▸ **Auszuführende Aufgabe**
Gib aus dem Text zur Systematisierung der Onlineberatung den Abschnitt von „Reindl (2018: 21f.)“ bis einschließlich „noch nicht optimal.“ unverändert aus.

Systematisierung der Onlineberatung

In der praxisorientierten Beratungswissenschaft dominiert die Diskussion um die Einsatzmöglichkeiten der Videoberatung und die damit verbundenen Vor- und Nachteile oft feldspezifisch (vgl. Engelhardt/Gerner 2017: 19). Systematisierungen sind erst im Entwicklungsstadium.

Reindl (2018: 21f.) bildet zwei parallel existente Kommunikationsnetze des Individuums als Vorstellungsmodell aus: ein virtuelles und ein interpersonales (F2F).

Demnach entstünden zwei Beratungssphären; die virtuelle und die interpersonale mit fließenden Übergängen (siehe Kap. 8). Kühne (2021: 80) systematisiert die Onlineberatung entlang der Pole synchron-asynchron und schriftbasiert-audiovisuell:

Abbildung in dieser Leseprobe nicht enthalten

Abbildung 4: Systematisierung der Onlineberatung nach Kühne (2021)

Onlineberatung wird also überwiegend als ein eigenständiges Beratungsformat gesehen. Allerdings erfolgt die Argumentation in der der Regel mit der persönlichen Beratung als Ausgangspunkt. Die Systematisierung der Onlineberatung durch Kühne (ebd.) ist gut strukturiert, jedoch mit dem Ziel der Fokussierung auf die Videoberatung im folgenden Kap. noch nicht optimal.

Daten zur Objektverankerung in natürlicher Sprache:
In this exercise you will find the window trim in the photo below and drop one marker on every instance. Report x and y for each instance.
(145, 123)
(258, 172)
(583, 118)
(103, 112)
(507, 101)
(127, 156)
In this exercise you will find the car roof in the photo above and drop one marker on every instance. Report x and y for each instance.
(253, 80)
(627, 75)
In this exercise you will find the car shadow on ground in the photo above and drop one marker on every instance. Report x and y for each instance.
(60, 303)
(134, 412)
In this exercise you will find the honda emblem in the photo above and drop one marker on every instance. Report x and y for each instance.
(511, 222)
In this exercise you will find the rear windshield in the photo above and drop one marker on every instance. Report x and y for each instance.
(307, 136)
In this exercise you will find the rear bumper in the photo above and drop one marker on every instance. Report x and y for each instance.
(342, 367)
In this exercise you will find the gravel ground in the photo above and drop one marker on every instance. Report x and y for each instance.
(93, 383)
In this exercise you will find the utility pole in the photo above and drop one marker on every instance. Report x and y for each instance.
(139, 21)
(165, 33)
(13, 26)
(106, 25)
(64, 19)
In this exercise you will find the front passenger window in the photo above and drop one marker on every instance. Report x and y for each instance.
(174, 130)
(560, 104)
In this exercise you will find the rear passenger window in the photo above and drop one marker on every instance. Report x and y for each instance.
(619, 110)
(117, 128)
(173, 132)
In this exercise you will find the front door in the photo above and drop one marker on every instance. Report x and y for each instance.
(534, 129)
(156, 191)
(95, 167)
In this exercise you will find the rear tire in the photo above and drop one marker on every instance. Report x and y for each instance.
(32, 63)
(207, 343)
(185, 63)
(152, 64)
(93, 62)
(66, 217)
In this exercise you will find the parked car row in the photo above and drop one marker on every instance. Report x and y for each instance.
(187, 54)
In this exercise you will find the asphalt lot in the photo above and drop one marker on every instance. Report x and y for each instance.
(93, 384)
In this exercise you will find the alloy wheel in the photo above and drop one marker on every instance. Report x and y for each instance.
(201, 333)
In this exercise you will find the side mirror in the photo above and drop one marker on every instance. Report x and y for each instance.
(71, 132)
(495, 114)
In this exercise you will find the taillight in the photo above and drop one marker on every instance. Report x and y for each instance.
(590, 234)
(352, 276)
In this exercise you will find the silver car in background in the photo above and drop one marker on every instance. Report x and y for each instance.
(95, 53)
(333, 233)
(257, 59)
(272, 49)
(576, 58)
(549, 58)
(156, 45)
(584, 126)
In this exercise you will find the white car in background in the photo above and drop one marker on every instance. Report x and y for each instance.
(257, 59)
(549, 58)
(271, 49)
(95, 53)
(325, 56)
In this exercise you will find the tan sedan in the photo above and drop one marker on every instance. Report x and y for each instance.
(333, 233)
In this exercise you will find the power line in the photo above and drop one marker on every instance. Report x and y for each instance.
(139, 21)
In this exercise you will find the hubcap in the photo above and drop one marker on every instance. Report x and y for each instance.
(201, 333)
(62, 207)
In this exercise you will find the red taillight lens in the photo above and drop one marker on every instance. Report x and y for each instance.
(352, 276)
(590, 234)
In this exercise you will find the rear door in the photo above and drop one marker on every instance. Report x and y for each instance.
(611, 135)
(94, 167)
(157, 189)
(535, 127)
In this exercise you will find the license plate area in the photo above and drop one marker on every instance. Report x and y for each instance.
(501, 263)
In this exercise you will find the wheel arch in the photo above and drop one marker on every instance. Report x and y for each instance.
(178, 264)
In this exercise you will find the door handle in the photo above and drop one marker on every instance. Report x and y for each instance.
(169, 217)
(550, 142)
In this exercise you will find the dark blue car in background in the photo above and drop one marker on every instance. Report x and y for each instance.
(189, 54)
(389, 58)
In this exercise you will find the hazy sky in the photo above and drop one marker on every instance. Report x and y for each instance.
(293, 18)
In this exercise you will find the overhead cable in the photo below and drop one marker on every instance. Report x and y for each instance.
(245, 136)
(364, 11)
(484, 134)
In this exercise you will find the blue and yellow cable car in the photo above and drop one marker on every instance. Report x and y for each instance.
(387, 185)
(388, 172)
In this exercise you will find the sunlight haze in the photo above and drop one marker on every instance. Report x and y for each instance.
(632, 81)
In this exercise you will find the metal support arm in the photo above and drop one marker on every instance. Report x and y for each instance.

▸ **Ausgabe**
Reindl (2018: 21f.) bildet zwei parallel existente Kommunikationsnetze des Individuums als Vorstellungsmodell aus: ein virtuelles und ein interpersonales (F2F).

Demnach entstünden zwei Beratungssphären; die virtuelle und die interpersonale mit fließenden Übergängen (siehe Kap. 8). Kühne (2021: 80) systematisiert die Onlineberatung entlang der Pole synchron-asynchron und schriftbasiert-audiovisuell:

Abbildung in dieser Leseprobe nicht enthalten

Abbildung 4: Systematisierung der Onlineberatung nach Kühne (2021)

Onlineberatung wird also überwiegend als ein eigenständiges Beratungsformat gesehen. Allerdings erfolgt die Argumentation in der der Regel mit der persönlichen Beratung als Ausgangspunkt. Die Systematisierung der Onlineberatung durch Kühne (ebd.) ist gut strukturiert, jedoch mit dem Ziel der Fokussierung auf die Videoberatung im folgenden Kap. noch nicht optimal.